▶ **WHAT THIS TASK INVOLVES**
Start to finish, print the data below exactly, without the images.

▶ **RECORDED INFORMATION**
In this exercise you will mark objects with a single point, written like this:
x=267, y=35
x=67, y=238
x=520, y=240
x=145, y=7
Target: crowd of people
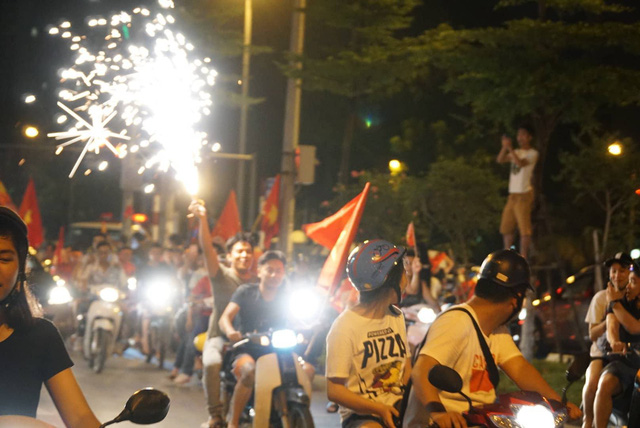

▶ **SOLUTION**
In this exercise you will mark objects with a single point, written like this:
x=267, y=35
x=67, y=238
x=520, y=240
x=145, y=7
Target: crowd of people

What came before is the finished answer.